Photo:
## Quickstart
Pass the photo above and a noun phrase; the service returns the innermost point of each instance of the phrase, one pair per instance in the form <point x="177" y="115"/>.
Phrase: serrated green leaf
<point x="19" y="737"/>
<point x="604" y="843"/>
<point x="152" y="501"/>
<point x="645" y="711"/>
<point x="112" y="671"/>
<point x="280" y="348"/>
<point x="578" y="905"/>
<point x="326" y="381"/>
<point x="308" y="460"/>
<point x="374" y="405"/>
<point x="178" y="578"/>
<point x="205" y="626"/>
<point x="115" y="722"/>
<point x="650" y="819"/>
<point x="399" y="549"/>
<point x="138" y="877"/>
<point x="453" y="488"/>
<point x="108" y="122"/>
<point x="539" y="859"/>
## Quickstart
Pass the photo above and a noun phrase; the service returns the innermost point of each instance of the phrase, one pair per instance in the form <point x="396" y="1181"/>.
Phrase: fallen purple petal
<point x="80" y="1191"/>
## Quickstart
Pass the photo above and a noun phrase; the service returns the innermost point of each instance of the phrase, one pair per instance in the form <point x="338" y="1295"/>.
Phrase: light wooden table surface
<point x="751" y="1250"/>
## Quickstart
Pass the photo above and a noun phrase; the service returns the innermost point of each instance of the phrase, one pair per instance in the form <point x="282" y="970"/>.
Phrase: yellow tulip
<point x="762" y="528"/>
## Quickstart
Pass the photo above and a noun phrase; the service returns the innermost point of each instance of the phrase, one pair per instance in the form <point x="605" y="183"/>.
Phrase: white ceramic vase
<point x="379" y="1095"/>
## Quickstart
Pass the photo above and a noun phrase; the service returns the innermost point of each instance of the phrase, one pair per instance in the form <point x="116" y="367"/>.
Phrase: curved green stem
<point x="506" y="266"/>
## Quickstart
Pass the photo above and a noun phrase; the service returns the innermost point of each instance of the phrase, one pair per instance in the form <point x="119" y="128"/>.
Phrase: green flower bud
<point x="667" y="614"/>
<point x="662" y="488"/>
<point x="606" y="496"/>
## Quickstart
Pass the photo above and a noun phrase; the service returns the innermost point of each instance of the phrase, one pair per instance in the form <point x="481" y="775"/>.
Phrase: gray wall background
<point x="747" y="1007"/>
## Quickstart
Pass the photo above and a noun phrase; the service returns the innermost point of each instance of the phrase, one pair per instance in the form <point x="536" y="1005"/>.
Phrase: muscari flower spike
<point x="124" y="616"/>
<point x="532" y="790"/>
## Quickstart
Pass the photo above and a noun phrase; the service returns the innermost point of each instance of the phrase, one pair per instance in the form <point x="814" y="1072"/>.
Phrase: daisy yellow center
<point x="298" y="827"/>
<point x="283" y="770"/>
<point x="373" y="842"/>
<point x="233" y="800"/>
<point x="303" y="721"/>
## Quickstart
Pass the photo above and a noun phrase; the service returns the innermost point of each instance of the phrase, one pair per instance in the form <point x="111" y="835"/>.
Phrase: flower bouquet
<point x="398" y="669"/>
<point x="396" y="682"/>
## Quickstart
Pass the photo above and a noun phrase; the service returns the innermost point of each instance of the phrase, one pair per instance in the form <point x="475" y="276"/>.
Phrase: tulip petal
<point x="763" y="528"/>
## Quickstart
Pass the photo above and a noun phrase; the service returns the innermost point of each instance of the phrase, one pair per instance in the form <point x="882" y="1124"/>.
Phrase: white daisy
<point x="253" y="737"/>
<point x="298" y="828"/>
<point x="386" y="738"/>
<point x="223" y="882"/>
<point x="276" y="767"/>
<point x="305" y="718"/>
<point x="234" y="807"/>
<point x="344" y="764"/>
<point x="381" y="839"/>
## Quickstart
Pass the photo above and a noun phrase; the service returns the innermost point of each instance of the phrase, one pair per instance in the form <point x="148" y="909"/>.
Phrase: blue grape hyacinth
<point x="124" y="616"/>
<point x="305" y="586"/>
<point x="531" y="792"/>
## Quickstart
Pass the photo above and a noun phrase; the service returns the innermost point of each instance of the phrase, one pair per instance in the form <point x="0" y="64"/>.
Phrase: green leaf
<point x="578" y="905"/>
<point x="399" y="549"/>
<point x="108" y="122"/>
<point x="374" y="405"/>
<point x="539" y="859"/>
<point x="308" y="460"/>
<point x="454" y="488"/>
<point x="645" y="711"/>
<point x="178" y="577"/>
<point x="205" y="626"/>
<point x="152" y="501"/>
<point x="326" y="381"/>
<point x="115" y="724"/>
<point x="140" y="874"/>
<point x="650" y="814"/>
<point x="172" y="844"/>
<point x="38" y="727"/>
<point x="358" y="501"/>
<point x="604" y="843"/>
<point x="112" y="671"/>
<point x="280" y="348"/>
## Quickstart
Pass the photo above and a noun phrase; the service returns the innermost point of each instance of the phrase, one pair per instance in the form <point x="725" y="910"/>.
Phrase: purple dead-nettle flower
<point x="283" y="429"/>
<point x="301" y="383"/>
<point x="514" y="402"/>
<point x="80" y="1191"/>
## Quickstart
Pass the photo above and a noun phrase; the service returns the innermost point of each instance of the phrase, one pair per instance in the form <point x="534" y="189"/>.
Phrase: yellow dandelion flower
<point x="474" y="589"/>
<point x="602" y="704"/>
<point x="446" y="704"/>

================================

BRIEF: Copy out all the entries shown above, character for character.

WRITTEN RESPONSE:
Photo:
## Quickstart
Pass the photo above and a noun phrase; the service returns the innermost point of each instance of the phrase, one pair per instance in the form <point x="177" y="115"/>.
Phrase: serrated green leaf
<point x="19" y="737"/>
<point x="604" y="843"/>
<point x="152" y="501"/>
<point x="645" y="711"/>
<point x="112" y="671"/>
<point x="280" y="348"/>
<point x="578" y="905"/>
<point x="326" y="381"/>
<point x="308" y="460"/>
<point x="374" y="405"/>
<point x="178" y="578"/>
<point x="205" y="626"/>
<point x="115" y="722"/>
<point x="650" y="819"/>
<point x="399" y="549"/>
<point x="138" y="877"/>
<point x="453" y="488"/>
<point x="108" y="122"/>
<point x="539" y="859"/>
## Quickstart
Pass the photo above and a noun phrase; the service returns the innermost point of each instance of the phrase, one pair per instance in the form <point x="396" y="1181"/>.
Phrase: fallen purple petal
<point x="80" y="1191"/>
## Quickstart
Pass the photo above and a noun phrase; the service returns the innermost point of each instance of the phrase, one pair per instance in the form <point x="338" y="1295"/>.
Phrase: light wooden table surface
<point x="751" y="1250"/>
## Quickstart
Pass the photo above and a noun phrase; the service returns the innermost point of each instance of the phrase, one pair per instance in the form <point x="282" y="970"/>.
Phrase: yellow tulip
<point x="762" y="528"/>
## Quickstart
Pass the photo above and a noun phrase; the service returns the innermost point of each instance of the phrase, one pair per instance in the form <point x="605" y="183"/>.
Phrase: white ceramic vase
<point x="379" y="1095"/>
## Quickstart
Pass the photo above and a noun phrase; the service returns the innermost point of each instance of the phrase, one pair per instance in the form <point x="116" y="367"/>.
Phrase: curved green stem
<point x="506" y="266"/>
## Quickstart
Pass the photo above and a noun phrase; the service returns the innermost point of each instance of the phrase, one pair per instance in the form <point x="119" y="128"/>.
Phrase: green flower bud
<point x="667" y="614"/>
<point x="662" y="488"/>
<point x="606" y="496"/>
## Quickstart
Pass the photo above and a noun phrase; the service returns the innermost point of each instance of the phrase, one pair per instance in the form <point x="481" y="775"/>.
Phrase: gray wall background
<point x="747" y="1007"/>
## Quickstart
Pass the photo above and a noun phrase; the service returns the innermost point of each instance of the phrase, one pair per instance in the form <point x="536" y="1005"/>.
Phrase: muscari flower spike
<point x="124" y="616"/>
<point x="532" y="790"/>
## Quickstart
Pass the photo above and a noun phrase; the service returns the innermost point of each instance of the phrase, one pair per instance in the form <point x="814" y="1072"/>.
Phrase: daisy yellow center
<point x="298" y="827"/>
<point x="283" y="770"/>
<point x="373" y="842"/>
<point x="233" y="800"/>
<point x="303" y="721"/>
## Quickstart
Pass the photo above and a noun phrase; the service returns the innermost point of each instance of the phrase, one pair per instance in the form <point x="111" y="835"/>.
Phrase: flower bouquet
<point x="398" y="669"/>
<point x="396" y="682"/>
## Quickstart
Pass the photo above and a noun phrase; the service returns the innermost point of each instance of the phrase, one pair per instance in the form <point x="475" y="276"/>.
Phrase: tulip petal
<point x="763" y="528"/>
## Quickstart
Pass the photo above and a noun phrase; the service returns the innermost point of each instance of the phrase, one pair per instance in the form <point x="882" y="1124"/>.
Phrase: white daisy
<point x="253" y="737"/>
<point x="298" y="828"/>
<point x="386" y="738"/>
<point x="223" y="882"/>
<point x="276" y="767"/>
<point x="305" y="718"/>
<point x="234" y="807"/>
<point x="344" y="764"/>
<point x="381" y="839"/>
## Quickstart
Pass the photo above and a noun phrase; the service returns the innermost point of each instance of the phrase, one pair per instance in the form <point x="148" y="909"/>.
Phrase: blue grape hyacinth
<point x="124" y="616"/>
<point x="305" y="586"/>
<point x="531" y="792"/>
## Quickstart
Pass the photo above and a noun phrase; the service returns the innermost point of each instance of the phrase, one pair per instance in the form <point x="0" y="64"/>.
Phrase: green leaf
<point x="578" y="905"/>
<point x="399" y="549"/>
<point x="108" y="122"/>
<point x="374" y="405"/>
<point x="539" y="859"/>
<point x="308" y="460"/>
<point x="454" y="488"/>
<point x="645" y="711"/>
<point x="178" y="577"/>
<point x="205" y="626"/>
<point x="152" y="501"/>
<point x="326" y="381"/>
<point x="115" y="724"/>
<point x="140" y="874"/>
<point x="650" y="814"/>
<point x="172" y="844"/>
<point x="38" y="727"/>
<point x="358" y="501"/>
<point x="604" y="843"/>
<point x="112" y="671"/>
<point x="280" y="348"/>
## Quickstart
Pass the photo above and a noun phrase; the service returns the innermost point of each instance of the phrase, one pair per instance in the form <point x="725" y="910"/>.
Phrase: purple dead-nettle flower
<point x="283" y="429"/>
<point x="301" y="383"/>
<point x="514" y="402"/>
<point x="80" y="1191"/>
## Quickstart
Pass the photo above and a noun phrase; the service returns the innermost point of each instance of the phrase, one pair per instance in the form <point x="534" y="189"/>.
Phrase: yellow dandelion flower
<point x="474" y="589"/>
<point x="602" y="704"/>
<point x="446" y="704"/>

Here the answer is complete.